>>>>>
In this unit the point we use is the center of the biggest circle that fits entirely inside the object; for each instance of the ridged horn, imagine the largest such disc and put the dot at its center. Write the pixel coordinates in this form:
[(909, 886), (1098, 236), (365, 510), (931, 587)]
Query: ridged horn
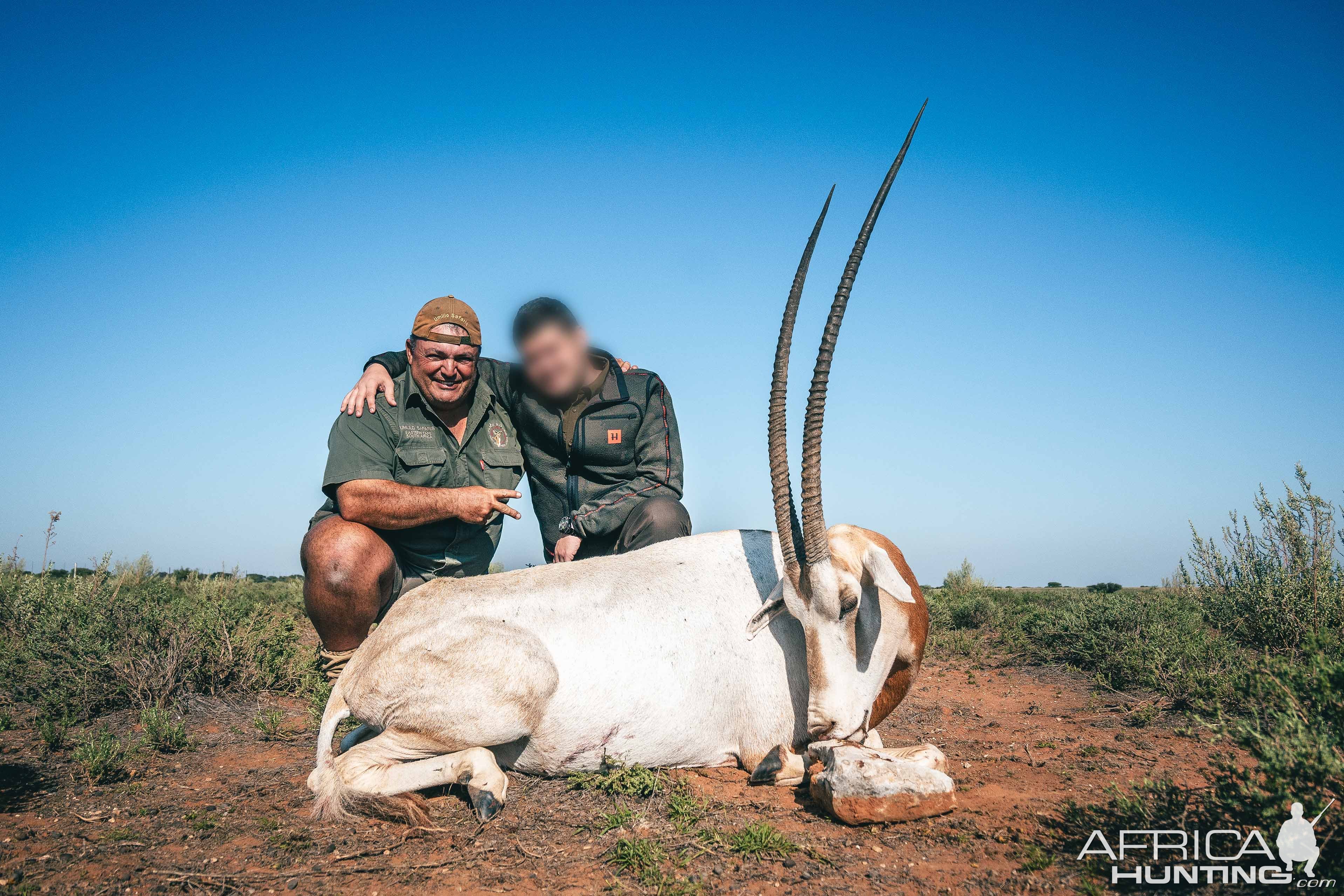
[(816, 549), (786, 515)]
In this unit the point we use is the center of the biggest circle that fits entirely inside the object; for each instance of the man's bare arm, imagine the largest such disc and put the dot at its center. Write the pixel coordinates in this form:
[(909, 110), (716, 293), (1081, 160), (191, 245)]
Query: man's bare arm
[(381, 504)]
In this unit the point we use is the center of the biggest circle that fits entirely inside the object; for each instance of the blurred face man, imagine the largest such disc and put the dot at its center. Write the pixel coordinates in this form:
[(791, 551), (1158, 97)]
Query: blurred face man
[(554, 350), (444, 373)]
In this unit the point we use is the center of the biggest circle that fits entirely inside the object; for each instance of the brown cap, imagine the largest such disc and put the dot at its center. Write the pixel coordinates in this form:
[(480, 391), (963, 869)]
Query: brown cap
[(447, 309)]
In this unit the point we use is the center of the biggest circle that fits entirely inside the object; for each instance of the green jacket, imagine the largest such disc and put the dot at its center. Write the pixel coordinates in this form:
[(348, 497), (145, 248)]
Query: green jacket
[(409, 444), (625, 447)]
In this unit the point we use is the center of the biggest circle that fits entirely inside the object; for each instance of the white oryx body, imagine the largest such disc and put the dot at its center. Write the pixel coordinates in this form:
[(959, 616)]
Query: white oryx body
[(640, 657), (643, 657), (706, 651)]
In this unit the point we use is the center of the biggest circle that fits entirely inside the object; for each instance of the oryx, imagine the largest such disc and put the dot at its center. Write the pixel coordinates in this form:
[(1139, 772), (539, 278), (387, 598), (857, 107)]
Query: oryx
[(706, 651)]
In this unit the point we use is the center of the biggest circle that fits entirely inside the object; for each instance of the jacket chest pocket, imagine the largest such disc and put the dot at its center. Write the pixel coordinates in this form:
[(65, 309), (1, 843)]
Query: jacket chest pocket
[(502, 468), (421, 465), (609, 439)]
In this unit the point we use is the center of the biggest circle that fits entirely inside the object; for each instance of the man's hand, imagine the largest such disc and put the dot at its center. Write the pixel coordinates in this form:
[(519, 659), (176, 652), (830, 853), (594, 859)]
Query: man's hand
[(376, 379), (568, 547), (476, 504)]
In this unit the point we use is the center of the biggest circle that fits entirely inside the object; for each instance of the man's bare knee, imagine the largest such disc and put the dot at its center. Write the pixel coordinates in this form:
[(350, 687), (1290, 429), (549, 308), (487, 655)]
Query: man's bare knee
[(666, 518), (346, 558)]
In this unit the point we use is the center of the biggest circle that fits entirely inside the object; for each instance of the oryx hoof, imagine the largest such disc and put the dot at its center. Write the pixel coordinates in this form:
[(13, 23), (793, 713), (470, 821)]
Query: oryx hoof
[(781, 767), (486, 804)]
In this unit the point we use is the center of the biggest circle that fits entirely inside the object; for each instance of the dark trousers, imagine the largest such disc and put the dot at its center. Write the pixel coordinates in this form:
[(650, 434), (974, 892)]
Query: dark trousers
[(651, 522)]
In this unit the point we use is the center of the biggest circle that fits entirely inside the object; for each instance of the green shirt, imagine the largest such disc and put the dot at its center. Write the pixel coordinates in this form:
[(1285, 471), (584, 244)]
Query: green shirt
[(572, 414), (409, 444)]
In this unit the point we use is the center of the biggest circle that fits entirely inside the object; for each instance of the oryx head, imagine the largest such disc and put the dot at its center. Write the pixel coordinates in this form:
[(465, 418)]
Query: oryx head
[(842, 586)]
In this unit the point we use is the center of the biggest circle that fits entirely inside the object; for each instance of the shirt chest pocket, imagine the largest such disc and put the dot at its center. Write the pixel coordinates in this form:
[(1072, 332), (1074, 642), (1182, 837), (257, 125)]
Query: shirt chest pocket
[(421, 465), (609, 439), (502, 468)]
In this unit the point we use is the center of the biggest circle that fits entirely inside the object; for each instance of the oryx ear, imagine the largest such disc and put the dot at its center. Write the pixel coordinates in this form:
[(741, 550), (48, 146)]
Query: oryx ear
[(884, 574), (772, 608)]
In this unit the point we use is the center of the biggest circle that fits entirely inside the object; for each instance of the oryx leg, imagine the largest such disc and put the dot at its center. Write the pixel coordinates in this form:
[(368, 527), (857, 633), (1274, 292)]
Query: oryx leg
[(396, 764)]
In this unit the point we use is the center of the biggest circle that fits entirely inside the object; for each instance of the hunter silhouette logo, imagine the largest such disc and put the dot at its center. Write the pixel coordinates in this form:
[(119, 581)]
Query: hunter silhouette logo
[(1297, 840), (1218, 856)]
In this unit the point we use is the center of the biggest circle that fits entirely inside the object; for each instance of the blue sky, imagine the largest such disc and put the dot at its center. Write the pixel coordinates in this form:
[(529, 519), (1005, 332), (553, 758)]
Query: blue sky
[(1104, 300)]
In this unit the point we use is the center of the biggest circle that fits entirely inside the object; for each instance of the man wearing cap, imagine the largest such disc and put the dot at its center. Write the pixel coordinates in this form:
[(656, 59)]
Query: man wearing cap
[(600, 439), (414, 492)]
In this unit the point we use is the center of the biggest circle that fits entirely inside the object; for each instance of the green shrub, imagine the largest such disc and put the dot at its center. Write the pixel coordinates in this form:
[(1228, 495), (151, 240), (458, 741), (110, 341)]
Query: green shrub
[(760, 840), (974, 612), (619, 780), (54, 730), (163, 733), (76, 648), (1273, 602), (269, 725), (640, 857), (103, 756), (1277, 589), (1154, 640)]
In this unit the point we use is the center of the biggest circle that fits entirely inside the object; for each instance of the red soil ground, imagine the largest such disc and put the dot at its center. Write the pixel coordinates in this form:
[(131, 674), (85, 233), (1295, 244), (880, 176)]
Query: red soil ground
[(232, 816)]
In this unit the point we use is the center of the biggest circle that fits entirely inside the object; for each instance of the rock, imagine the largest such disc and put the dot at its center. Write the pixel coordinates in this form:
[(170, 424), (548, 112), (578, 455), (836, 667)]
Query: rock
[(862, 785)]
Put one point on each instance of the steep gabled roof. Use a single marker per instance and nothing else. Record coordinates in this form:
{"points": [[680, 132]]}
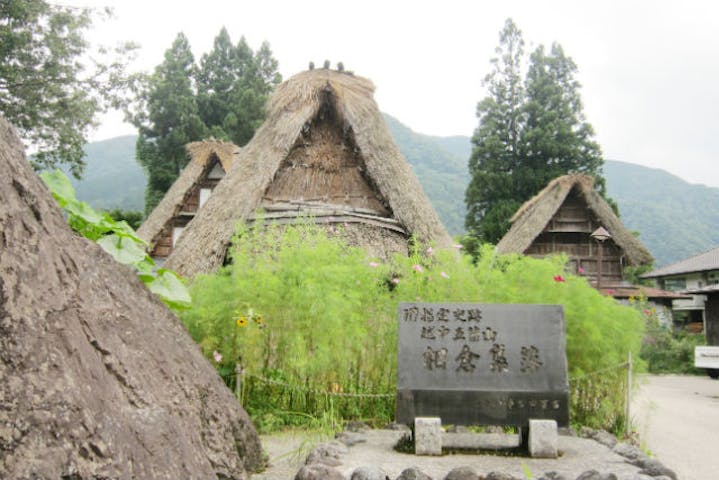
<<<<<
WORK INSTRUCTIONS —
Rewrite all the records above, replacing "biggest circle" with "largest circle" everywhere it appears and leaving everything else unchanged. Leave the pictures out of your answer.

WRITTEN SOLUTION —
In this unit the point we use is the center of the largest circle that fits entirely inside the object; for each instance of the ridged horn, imagine the largest such disc and put the dot at its center. Write the pixel coordinates in this form:
[(909, 886), (1098, 236), (365, 510), (931, 587)]
Query: ridged horn
[(816, 549), (786, 515)]
In this unit the point we use is the center of the largest circle that fits entirely inside the object; for each instance of the man's bare arm, imagine the largest such disc and put the dot at its center. Write the pixel coordinates in this form:
[(909, 110), (716, 293), (1081, 160), (191, 245)]
Query: man's bare arm
[(381, 504)]
In this unit the point we use is the center of the largest circle that fits entirely inside the object; for each instance of the blurred face man, imagine the largest such disc and put the dot at its center. Write the pixel coordinates in this form:
[(791, 551), (1158, 97)]
Query: blurred face man
[(554, 350), (444, 373)]
In this unit the point we use is the center of the largest circle that fits entirely inside the object; for each instance of the brown cap, imagine the largest such disc and put the dot at its center. Write the pixel coordinates in this form:
[(480, 391), (963, 869)]
Query: brown cap
[(447, 309)]
In this unit the point we use is the center of the largest circle that fits entirely inside the object; for each instance of the green jacket, imagine the largest such disc and put the dot at its center. Write the pixel coordinates in this form:
[(348, 497), (145, 248)]
Query: green jacket
[(409, 444), (625, 447)]
In this unit the point we use is the center of the largest circle that fits entirely inside the object; for each instance of the white oryx body, imagine the largest such disc and put the dot at its center. Write the pixel coordinates in this form:
[(959, 616)]
Query: white oryx body
[(640, 657), (643, 657), (706, 651)]
In this unit the point we use is the center of the largest circle that fits entirely inside the object; for each instance of the oryx, imagine the largest such disc and put the dot at its center. Write the pixel coordinates in this form:
[(1139, 772), (539, 278), (387, 598), (857, 107)]
Query: oryx
[(706, 651)]
In this unit the point we use is the center of the largest circle that fits entirely inside the object; for each instance of the jacket chest pocket, imagine the largest such disc and put the dot at its center. Write the pixel coordinates in this form:
[(65, 309), (1, 843)]
Query: jacket chest pocket
[(502, 468), (421, 465), (609, 439)]
In this unit the point we use is the center of the largest circle that fits entirely inside the object; for each instance of the man's hand, imagine the largest such disc and put the dot at its center. Write the pixel coordinates in this form:
[(519, 659), (176, 652), (830, 853), (594, 859)]
Query: man's hand
[(376, 379), (568, 547), (476, 504)]
In this unit the point we use is the center of the largest circle that fits entirely inside the object; for each instance of the man's bare knee, imagine the largest such disc and put the dot at its center. Write the pixel coordinates in this form:
[(350, 687), (1290, 429), (549, 308), (487, 655)]
Query: man's bare knee
[(666, 518), (346, 558)]
In this unit the point we use is the center of the largest circle that fits entirely inside the object; for each instance of the oryx hoof, imagine the largest such disc and put the dot at its center. Write the pixel coordinates in this form:
[(13, 23), (793, 713), (470, 821)]
Query: oryx hoof
[(781, 767), (486, 804)]
In this unit the point we use is the center of the largest circle that fits entirely inside the object; for each instance of the dark trousers, imagine the largest such disc and put the dot at its center. Write the pixel coordinates in this form:
[(650, 434), (974, 892)]
Query: dark trousers
[(651, 522)]
In this unit the point we use is the center of the largest circle that fits entirely inside the object; for each instance of the green shirt, imagine the largest such disc and put the dot at its center. Write the pixel coordinates in this form:
[(1285, 471), (584, 244)]
Query: green shirt
[(572, 414), (409, 444)]
In this unit the point we use is the center of the largest circle that fits entirely inside the object; for each instance of the oryx head, imagine the largest such disc and put the dot at its center. Write the pixel coordinates in this form:
[(465, 418)]
Query: oryx head
[(842, 586)]
In this unit the point we use is the center of the largest circle that fits entirely inside the object; for each instance of the shirt chest pocket, imagine the largest such disc and put the dot at its center. Write the pixel coordinates in this form:
[(1072, 332), (1074, 642), (1182, 837), (257, 125)]
Query: shirt chest pocket
[(421, 465), (609, 439), (502, 468)]
In this unit the point we use is the center of the largest circle that fits entirely inside the object; for each instance of the oryx ear, imagine the largest such disc and put the dot at its center. Write the pixel coordinates in this form:
[(741, 550), (48, 146)]
Query: oryx ear
[(884, 574), (772, 608)]
In this unit the point we use is the center of the largest circle that fits entirely inside the object; for each instance of the oryx leg, imagine the largest such disc and put the dot at its center. Write the pixel coordinates in this form:
[(368, 527), (857, 633), (1274, 292)]
Query: oryx leg
[(396, 764)]
In this unit the point we use is the center of the largest circle that fits entirely inside the object; for each instance of the hunter silhouette logo, imagine the largest such disc and put the dot at its center. Write the pixel coordinates in this form:
[(119, 581)]
Query: hunter silhouette logo
[(1297, 840), (1218, 856)]
In this unit the point we use is the center of the largest circle that fits entirely inside the object; for each instance of the blue sky, imagine the largest such disc and put the dot at its center. Write the pixel coordinates in this form:
[(529, 519), (1005, 332), (553, 758)]
Query: blue sky
[(1104, 300)]
In this unit the point we use is the center of the largest circle that fits entirely inside the object; for each instance of the man wearing cap, imagine the largest such disc and put the dot at its center. Write the pixel coordinates in this form:
[(656, 59)]
Query: man wearing cap
[(600, 439), (414, 492)]
In this unit the point we use is the center of the largest circle that fits entirely inside the object; for each instance of the green shrub, imagine the largest such disc and put the dot at its center. Write the pixel coordinates in this form:
[(1228, 495), (151, 240), (458, 741), (110, 341)]
Query: green shrub
[(760, 840), (974, 612), (619, 780), (54, 730), (163, 733), (76, 648), (1273, 602), (269, 725), (640, 857), (103, 756), (1277, 589), (1154, 640)]
In this unit the point we use is the center of the largest circle that fits entirely inside the object; for each instance of the red soil ground, imagine the largest such disc and put the dot at its center. Write the pixel coordinates in this form:
[(131, 674), (85, 233), (1295, 244), (880, 176)]
Query: red soil ground
[(232, 816)]
In this unit the point we use is the center of the largest circle that fits entirely inside the object; for each instance of the rock, imagine the largest such disc and put the dot at its center. Write the pixel coordinates in this form:
[(170, 424), (548, 112), (578, 455), (836, 667)]
Query: rock
[(862, 785)]
Put one point on each instance of the steep gabled roof. Use a single marker per instance and nothing else. Record coordinates in this form:
{"points": [[680, 132]]}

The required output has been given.